25.1 Artificial Neuron: Activation Functions

A neuro \(z_k\) has incoming edges from neurons \(x_1,\cds,x_d\). Let \(x_i\) denotes neuron \(i\), and also the value of that neuron. The net input at \(z_k\), denoted \(net_k\), is given as the weighted sum

Note

\(net_k=b_k+\sum_{i=1}^dw_{ik}\cd x_i=b_k+\w^T\x\)

where \(\w_k=(w_{1k},w_{2k},\cds,w_{dk})^T\in\R^d\) and \(\x=(x_1,x_2,\cds,x_d)^T\in\R^d\) is an input point. Notice that \(x_0\) is a special bias neuron whose value is always fixed at 1, and the weight from \(x_0\) to \(z_k\) is \(b_k\), which specifies the bias term for the neuron. Finally, the output value of \(z_k\) is given as some activation function, \(f(\cd)\), applied to the net input at \(z_k\)

\[z_k=f(net_k)\]

The value \(z_k\) is then passed along the outgoing edges from \(z_k\) to other neurons.

Linear/Identity Function:

\[f(net_k)=net_k\]

Step Function:

\[\begin{split}f(net_k)=\left\{\begin{array}{lr}1\quad\rm{if\ }net_k\leq 0\\0\quad\rm{if\ }net_k>0\end{array}\right.\end{split}\]

Rectified Linear Unit (ReLU):

\[\begin{split}f(net_k)=\left\{\begin{array}{lr}1\quad\rm{if\ }net_k\leq 0\\net_k\quad\rm{if\ }net_k>0\end{array}\right.\end{split}\]

An alternative expression for the ReLU activation is given as \(f(net_k)=\max\{0,net_k\}\).

# Task 1
In the rows, rewrite the part that opens with the line containing "TARGET = woman's hand" and closes with the last row, putting "dark" wherever "black" appears and leaving everything else unchanged.
The excerpt on activation functions and the rows that come after it have no connection to each other.

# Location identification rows

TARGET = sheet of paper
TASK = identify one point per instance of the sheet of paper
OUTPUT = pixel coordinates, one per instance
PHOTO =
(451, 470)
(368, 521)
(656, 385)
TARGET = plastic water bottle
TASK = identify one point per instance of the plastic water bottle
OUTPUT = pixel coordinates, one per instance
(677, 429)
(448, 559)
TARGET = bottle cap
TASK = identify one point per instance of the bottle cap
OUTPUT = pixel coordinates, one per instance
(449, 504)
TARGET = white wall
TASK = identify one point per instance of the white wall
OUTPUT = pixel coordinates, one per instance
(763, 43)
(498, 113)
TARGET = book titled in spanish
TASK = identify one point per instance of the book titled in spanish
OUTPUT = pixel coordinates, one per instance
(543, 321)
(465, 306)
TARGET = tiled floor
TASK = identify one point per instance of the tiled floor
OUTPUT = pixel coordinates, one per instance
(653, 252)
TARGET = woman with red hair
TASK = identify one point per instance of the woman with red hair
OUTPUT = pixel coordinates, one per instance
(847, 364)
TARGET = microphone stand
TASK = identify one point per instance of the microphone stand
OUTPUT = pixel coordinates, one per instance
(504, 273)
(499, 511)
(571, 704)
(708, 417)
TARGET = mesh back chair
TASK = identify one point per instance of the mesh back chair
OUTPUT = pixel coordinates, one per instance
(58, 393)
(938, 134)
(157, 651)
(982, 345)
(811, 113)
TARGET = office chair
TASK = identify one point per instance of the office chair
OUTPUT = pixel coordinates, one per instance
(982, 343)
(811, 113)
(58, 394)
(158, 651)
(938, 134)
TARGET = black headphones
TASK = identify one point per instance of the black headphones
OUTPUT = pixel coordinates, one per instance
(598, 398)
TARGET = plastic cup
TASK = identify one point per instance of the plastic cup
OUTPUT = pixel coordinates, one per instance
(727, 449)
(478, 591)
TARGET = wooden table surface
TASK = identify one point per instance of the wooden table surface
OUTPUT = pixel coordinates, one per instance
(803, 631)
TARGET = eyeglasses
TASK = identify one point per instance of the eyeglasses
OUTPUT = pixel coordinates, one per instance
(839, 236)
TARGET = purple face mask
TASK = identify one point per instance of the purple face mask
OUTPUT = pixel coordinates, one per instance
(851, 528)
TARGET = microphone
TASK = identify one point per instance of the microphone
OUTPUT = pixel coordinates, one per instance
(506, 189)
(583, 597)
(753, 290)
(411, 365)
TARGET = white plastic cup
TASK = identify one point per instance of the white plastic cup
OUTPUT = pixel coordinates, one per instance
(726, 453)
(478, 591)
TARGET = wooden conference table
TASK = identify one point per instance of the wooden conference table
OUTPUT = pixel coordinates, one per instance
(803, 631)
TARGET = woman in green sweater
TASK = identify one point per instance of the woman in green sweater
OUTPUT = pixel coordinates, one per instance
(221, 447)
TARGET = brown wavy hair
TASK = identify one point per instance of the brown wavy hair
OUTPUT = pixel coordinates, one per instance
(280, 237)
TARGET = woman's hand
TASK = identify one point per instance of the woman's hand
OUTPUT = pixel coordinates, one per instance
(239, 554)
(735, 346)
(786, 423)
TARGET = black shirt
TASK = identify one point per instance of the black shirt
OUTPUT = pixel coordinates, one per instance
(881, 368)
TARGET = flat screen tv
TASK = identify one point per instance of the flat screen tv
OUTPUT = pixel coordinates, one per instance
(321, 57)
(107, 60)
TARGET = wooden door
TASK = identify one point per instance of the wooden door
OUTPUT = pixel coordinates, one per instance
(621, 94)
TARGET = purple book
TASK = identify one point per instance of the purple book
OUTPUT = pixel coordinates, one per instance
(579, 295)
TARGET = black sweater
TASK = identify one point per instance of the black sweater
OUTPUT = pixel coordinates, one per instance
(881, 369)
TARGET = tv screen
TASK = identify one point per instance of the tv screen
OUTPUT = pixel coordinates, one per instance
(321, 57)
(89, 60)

# Task 2
Answer these about the activation functions excerpt:
(a) What value is the bias neuron x_0 always fixed at?
(b) What does the linear/identity function return?
(c) What alternative expression does the excerpt give for the ReLU activation?

# Reply 1
TARGET = woman's hand
TASK = identify one point per instance of the woman's hand
OUTPUT = pixel coordinates, one per instance
(239, 554)
(735, 346)
(786, 423)
TARGET = dark shirt
TASK = identify one point per instance of the dark shirt
OUTPUT = pixel coordinates, one per instance
(881, 368)
TARGET = flat screen tv
TASK = identify one point per instance of the flat screen tv
OUTPUT = pixel coordinates, one per instance
(321, 57)
(107, 60)
TARGET = wooden door
TASK = identify one point per instance of the wooden door
OUTPUT = pixel coordinates, one per instance
(621, 94)
TARGET = purple book
TASK = identify one point per instance of the purple book
OUTPUT = pixel coordinates, one per instance
(579, 295)
TARGET = dark sweater
TASK = identify one point per instance of the dark sweater
OUTPUT = pixel coordinates, one per instance
(881, 369)
TARGET = tv screen
TASK = identify one point per instance of the tv screen
OUTPUT = pixel coordinates, one per instance
(321, 57)
(89, 60)

# Reply 2
(a) 1
(b) net_k, the net input itself
(c) f(net_k) = max{0, net_k}